# In bloom



## adiaphane (Jul 23, 2017)

Bc. Saint Andre






Neofinetia falcata 'Shunkyyden'





Paph parishii with seven flowers--bought with a spike


----------



## troy (Jul 23, 2017)

Excellent show!! I would like to know where you got the parishii, it looks great!!


----------



## adiaphane (Jul 23, 2017)

troy said:


> Excellent show!! I would like to know where you got the parishii, it looks great!!



I bought it from Lucky Girl Orchids (on ebay as pupsidog). She had listed a few of them, so she may have more. I'm very happy with the parisii.


----------



## troy (Jul 23, 2017)

I saw it, yours was the best they sold, short of cash, nice pickup!!


----------



## SlipperFan (Jul 23, 2017)

Nice flowers, all. That parishii is special!


----------



## blondie (Jul 25, 2017)

Fantastic blooms parishii is a stunner congrats


----------



## Don I (Jul 26, 2017)

*DATA SEGMENT*
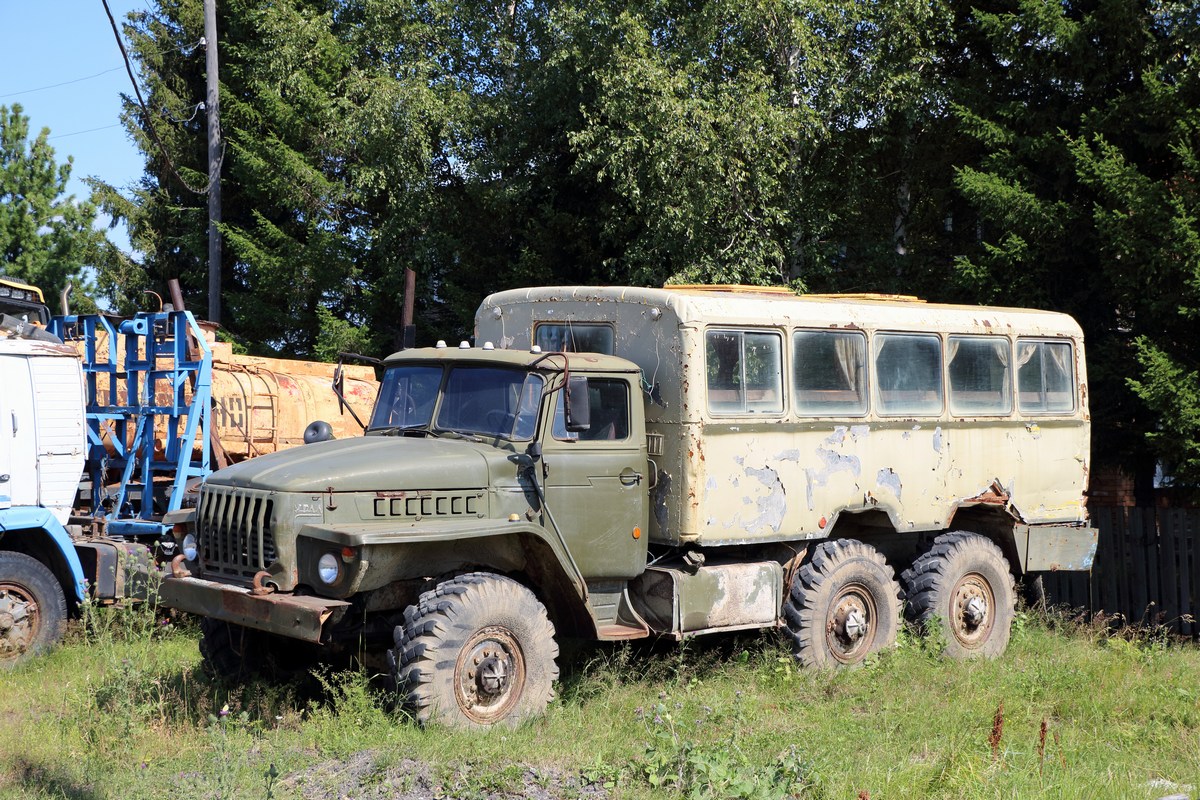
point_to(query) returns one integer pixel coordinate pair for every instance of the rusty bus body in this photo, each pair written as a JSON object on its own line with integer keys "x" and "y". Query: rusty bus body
{"x": 777, "y": 464}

*DIRECTIVES*
1. From the orchid thread, copy the part from "I saw it, yours" up to and including "parishii is special!".
2. Decide whether each statement agrees with the orchid thread, answering yes or no and quoting the words of the thread that settle it. (a) The parishii was bought from Lucky Girl Orchids. (b) The Paph parishii had five flowers. (c) SlipperFan called the parishii special.

*RESPONSE LIST*
1.
I saw it, yours was the best they sold, short of cash, nice pickup!!


----------



## SlipperFan (Jul 23, 2017)

Nice flowers, all. That parishii is special!

2.
(a) Yes: "I bought it from Lucky Girl Orchids (on ebay as pupsidog)."
(b) No: "Paph parishii with seven flowers--bought with a spike"
(c) Yes: "That parishii is special!"